• [Data section]
═══

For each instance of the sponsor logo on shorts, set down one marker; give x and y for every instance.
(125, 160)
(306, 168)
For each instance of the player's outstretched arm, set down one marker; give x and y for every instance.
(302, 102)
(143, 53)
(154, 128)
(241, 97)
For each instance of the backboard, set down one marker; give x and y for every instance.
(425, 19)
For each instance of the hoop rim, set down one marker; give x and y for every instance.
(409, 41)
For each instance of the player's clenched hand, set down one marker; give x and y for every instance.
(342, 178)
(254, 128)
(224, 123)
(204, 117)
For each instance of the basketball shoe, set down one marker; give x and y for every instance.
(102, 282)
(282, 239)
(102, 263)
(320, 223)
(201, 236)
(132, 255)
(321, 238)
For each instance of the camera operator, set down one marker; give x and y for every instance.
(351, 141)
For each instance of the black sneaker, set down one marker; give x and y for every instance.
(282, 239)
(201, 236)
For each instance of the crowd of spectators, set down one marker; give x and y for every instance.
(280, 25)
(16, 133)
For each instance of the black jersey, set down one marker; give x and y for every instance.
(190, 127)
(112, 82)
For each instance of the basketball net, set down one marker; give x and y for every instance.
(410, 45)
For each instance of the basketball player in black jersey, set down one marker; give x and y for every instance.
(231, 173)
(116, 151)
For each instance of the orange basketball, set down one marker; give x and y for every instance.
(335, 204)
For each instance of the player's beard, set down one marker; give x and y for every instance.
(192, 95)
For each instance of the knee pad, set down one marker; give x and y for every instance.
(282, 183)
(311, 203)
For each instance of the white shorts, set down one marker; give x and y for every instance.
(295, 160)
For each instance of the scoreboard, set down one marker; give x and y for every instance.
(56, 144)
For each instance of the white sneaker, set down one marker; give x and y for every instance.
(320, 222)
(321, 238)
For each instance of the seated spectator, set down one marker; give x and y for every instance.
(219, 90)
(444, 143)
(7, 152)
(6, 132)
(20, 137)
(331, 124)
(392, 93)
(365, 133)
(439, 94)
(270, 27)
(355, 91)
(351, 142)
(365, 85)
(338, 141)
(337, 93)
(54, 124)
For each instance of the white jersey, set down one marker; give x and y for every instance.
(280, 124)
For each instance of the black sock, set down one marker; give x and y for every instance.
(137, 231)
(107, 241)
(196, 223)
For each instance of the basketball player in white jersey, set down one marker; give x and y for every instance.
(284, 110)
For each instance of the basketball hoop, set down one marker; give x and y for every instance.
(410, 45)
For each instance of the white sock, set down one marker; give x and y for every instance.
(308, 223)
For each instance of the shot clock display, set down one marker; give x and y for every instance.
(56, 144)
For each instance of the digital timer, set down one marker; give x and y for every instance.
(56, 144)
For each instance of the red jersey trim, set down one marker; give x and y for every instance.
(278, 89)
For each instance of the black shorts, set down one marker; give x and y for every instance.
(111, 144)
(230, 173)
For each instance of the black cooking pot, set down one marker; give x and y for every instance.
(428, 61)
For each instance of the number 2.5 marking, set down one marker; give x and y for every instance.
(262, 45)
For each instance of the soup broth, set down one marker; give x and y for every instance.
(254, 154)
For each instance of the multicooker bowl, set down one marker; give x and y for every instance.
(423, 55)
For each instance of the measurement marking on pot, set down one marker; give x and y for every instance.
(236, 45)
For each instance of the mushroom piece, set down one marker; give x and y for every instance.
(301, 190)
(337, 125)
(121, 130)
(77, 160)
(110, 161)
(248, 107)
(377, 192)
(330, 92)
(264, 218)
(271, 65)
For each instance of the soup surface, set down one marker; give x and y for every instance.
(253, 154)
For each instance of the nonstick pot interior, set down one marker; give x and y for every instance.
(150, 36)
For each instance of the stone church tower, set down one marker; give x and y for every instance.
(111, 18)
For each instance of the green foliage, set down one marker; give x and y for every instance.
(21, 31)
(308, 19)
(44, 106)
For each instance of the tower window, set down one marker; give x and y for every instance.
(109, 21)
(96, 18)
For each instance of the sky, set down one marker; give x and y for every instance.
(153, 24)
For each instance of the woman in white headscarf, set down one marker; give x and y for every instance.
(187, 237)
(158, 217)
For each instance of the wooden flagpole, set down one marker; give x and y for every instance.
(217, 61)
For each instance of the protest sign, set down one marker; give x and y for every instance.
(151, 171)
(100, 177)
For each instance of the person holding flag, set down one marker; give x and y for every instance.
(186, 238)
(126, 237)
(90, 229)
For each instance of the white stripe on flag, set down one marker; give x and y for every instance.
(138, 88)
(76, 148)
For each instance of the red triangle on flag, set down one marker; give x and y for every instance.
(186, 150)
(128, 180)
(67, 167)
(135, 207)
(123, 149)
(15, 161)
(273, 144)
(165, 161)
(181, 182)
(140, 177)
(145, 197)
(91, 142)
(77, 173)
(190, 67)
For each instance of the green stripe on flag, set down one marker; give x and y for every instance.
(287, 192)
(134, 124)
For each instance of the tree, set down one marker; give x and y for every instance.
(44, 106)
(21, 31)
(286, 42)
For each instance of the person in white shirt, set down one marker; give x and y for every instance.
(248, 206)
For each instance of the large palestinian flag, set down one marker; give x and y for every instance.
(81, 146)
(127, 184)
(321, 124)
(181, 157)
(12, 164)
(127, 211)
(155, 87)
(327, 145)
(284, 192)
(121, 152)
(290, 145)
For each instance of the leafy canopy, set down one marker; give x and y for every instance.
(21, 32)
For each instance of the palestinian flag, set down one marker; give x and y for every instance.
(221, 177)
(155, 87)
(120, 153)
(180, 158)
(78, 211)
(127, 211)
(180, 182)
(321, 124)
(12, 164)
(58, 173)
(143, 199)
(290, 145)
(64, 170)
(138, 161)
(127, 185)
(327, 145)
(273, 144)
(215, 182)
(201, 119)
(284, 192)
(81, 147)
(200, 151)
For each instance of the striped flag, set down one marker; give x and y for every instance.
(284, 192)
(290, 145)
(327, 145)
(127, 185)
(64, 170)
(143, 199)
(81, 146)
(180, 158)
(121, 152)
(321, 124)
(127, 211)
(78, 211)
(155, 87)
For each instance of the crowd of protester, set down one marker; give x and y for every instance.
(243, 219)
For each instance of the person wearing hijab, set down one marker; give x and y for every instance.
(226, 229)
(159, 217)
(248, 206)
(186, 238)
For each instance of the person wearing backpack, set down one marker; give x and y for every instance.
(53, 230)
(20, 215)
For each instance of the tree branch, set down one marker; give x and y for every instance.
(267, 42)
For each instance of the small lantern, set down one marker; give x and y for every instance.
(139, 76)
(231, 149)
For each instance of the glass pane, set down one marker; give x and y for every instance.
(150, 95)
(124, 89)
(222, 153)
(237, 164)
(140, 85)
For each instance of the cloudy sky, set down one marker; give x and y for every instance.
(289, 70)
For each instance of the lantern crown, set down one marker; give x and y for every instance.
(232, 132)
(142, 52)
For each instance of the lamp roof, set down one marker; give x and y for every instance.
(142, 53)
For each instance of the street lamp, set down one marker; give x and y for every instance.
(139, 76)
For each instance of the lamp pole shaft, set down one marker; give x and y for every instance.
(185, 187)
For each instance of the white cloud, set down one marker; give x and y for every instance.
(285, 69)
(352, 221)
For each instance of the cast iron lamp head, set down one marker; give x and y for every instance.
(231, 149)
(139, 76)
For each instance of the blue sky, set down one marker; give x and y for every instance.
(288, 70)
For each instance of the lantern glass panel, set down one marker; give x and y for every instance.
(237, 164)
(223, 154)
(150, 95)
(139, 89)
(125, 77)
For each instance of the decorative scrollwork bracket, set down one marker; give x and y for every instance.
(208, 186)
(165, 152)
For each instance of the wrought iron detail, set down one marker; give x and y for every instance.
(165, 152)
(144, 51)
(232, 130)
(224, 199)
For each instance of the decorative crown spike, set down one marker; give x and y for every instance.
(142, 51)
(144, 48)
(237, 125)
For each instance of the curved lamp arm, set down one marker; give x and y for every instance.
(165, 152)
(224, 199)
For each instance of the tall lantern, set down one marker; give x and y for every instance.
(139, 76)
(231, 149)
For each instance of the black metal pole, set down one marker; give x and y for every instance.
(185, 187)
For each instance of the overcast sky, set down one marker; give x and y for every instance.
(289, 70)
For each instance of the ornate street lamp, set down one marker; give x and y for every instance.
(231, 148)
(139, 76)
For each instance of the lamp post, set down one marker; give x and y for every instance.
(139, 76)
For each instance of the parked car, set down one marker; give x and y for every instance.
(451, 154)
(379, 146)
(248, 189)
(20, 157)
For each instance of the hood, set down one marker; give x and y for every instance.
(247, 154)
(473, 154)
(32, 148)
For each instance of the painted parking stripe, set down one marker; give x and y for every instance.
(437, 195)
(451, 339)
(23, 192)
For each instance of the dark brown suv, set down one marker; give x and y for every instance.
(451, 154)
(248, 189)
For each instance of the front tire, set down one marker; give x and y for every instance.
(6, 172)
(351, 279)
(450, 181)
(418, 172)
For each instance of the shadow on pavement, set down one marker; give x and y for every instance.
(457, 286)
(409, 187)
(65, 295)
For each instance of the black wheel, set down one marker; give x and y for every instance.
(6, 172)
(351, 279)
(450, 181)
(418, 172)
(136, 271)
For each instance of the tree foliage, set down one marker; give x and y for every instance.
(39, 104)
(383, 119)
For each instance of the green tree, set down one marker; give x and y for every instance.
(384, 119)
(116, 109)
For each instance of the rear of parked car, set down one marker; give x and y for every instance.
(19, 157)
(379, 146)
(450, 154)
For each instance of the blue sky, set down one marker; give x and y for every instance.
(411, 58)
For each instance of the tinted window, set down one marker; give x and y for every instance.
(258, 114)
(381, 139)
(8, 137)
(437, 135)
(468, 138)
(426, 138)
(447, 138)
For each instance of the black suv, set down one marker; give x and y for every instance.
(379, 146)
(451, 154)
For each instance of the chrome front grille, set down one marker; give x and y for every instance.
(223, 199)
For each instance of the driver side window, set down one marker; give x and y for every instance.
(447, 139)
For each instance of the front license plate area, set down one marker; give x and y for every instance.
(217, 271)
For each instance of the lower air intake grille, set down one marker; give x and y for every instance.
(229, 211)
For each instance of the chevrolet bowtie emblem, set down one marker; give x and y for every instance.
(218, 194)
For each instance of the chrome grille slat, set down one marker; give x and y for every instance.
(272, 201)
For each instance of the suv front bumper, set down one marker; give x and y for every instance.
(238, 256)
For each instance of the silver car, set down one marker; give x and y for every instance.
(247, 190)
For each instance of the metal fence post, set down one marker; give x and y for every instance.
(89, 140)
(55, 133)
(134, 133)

═══

• [What to work on] Copy exactly the line containing "For each instance of the chrome front" and every line after it, ending with the last line of the records above.

• [Solution for this task]
For each instance of the chrome front grille, set down one marker; give x and y for every instance.
(223, 199)
For each instance of the driver side window, set down one marker; give x and y for every instance.
(447, 139)
For each instance of the front license plate area, set down one marker; give x and y for every instance.
(217, 271)
For each instance of the lower air intake grille, set down one marker; give x and y for every instance.
(229, 211)
For each instance of the chevrolet bowtie emblem, set down one marker; give x and y for every instance.
(218, 194)
For each instance of the chrome grille slat, set down one marker; give x and y for every instance.
(272, 201)
For each instance of the suv front bumper, set down one marker; give x and y for every instance.
(238, 256)
For each instance of the silver car, set down one marker; give x and y for every instance.
(247, 190)
For each instance of the metal fence post, set down one marker; give x and y for every instance.
(89, 140)
(55, 133)
(134, 133)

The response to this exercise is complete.